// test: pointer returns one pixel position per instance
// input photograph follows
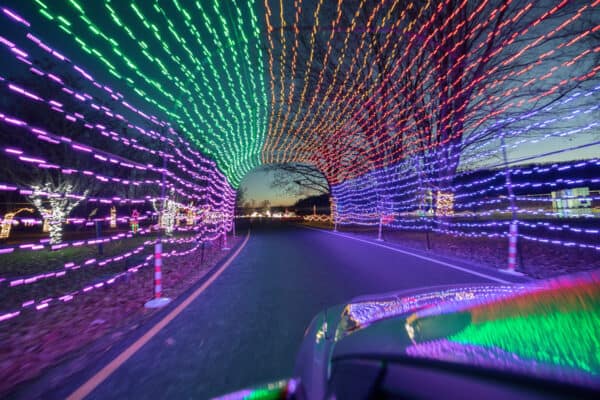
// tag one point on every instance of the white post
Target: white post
(225, 247)
(158, 301)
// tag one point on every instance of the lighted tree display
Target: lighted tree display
(55, 203)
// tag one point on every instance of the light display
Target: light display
(7, 221)
(401, 105)
(113, 217)
(61, 200)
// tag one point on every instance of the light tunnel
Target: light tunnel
(459, 117)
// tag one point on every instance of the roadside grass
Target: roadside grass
(28, 263)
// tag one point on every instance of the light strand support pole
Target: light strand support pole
(379, 235)
(158, 301)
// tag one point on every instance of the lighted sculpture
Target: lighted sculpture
(8, 220)
(445, 204)
(113, 217)
(134, 221)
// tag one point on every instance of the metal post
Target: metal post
(99, 237)
(513, 233)
(379, 236)
(159, 301)
(225, 247)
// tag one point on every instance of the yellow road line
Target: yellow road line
(111, 367)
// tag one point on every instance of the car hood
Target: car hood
(547, 330)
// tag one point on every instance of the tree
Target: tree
(297, 179)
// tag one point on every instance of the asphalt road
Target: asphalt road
(246, 327)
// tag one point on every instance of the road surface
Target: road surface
(246, 327)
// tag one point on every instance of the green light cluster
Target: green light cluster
(550, 335)
(194, 64)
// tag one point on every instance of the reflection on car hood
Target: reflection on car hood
(547, 330)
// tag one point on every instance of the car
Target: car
(538, 340)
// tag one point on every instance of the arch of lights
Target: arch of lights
(408, 108)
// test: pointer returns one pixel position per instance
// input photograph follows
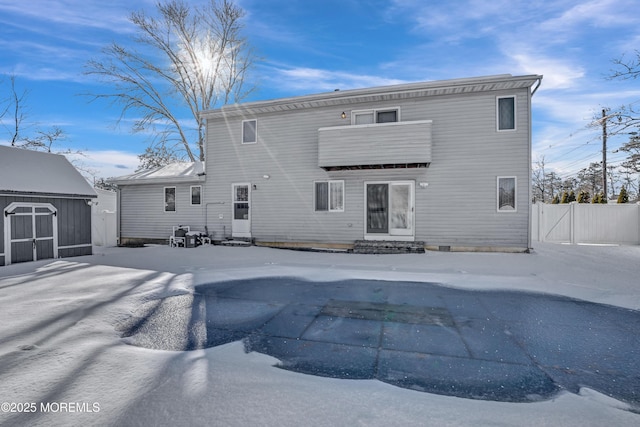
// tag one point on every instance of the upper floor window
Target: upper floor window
(364, 117)
(196, 194)
(249, 131)
(506, 113)
(169, 199)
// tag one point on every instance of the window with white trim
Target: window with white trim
(364, 117)
(506, 194)
(196, 195)
(329, 196)
(169, 199)
(506, 112)
(249, 131)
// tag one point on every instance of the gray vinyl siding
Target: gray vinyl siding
(375, 144)
(457, 208)
(142, 214)
(74, 223)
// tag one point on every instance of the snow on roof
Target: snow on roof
(171, 173)
(27, 171)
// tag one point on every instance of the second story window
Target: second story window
(364, 117)
(506, 111)
(249, 131)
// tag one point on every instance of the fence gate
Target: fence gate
(586, 223)
(31, 232)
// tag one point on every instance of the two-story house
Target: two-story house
(446, 163)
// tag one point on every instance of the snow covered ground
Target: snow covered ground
(62, 361)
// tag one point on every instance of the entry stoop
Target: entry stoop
(387, 247)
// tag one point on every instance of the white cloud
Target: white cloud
(312, 80)
(109, 163)
(558, 73)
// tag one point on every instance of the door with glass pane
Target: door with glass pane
(389, 209)
(31, 232)
(241, 211)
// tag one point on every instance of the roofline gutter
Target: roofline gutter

================

▶ _Goal of the exercise_: Repeat the data above starting at the line with "the upper floor window" and ending at its last line, exactly, with no other lines.

▶ _Task response_:
// tag one point on every instance of the upper floor window
Target: upper floor window
(364, 117)
(196, 194)
(249, 131)
(506, 113)
(169, 199)
// tag one point on every instance of the window with white trim
Target: window with white trim
(364, 117)
(506, 194)
(196, 195)
(329, 196)
(169, 199)
(506, 112)
(249, 131)
// tag one point on every instance of the gray vinyl siding
Target: gray vinyl siding
(375, 144)
(457, 208)
(142, 214)
(74, 223)
// tag one point on every instance of the snow on roof
Target: snow on roof
(171, 173)
(27, 171)
// tag one point on every instance of the second story window
Target: second story window
(364, 117)
(506, 111)
(249, 131)
// tag one point on every instance of the fence gate
Target: fence gate
(586, 223)
(31, 232)
// tag one point on every instance of the two-story house
Target: two-story house
(446, 163)
// tag one point on every instance of the snow covered ground
Target: snow covered ground
(62, 361)
// tag one point on every instance of the entry stoop
Target: entry stoop
(387, 247)
// tag one point on every instance of the white cloud
Target: white cloud
(312, 80)
(109, 163)
(558, 73)
// tag one point on every instance of the door with glass pane
Target: door with glass pane
(389, 209)
(31, 232)
(241, 211)
// tag one point on every instance of the roofline gutter
Target: roofline gutter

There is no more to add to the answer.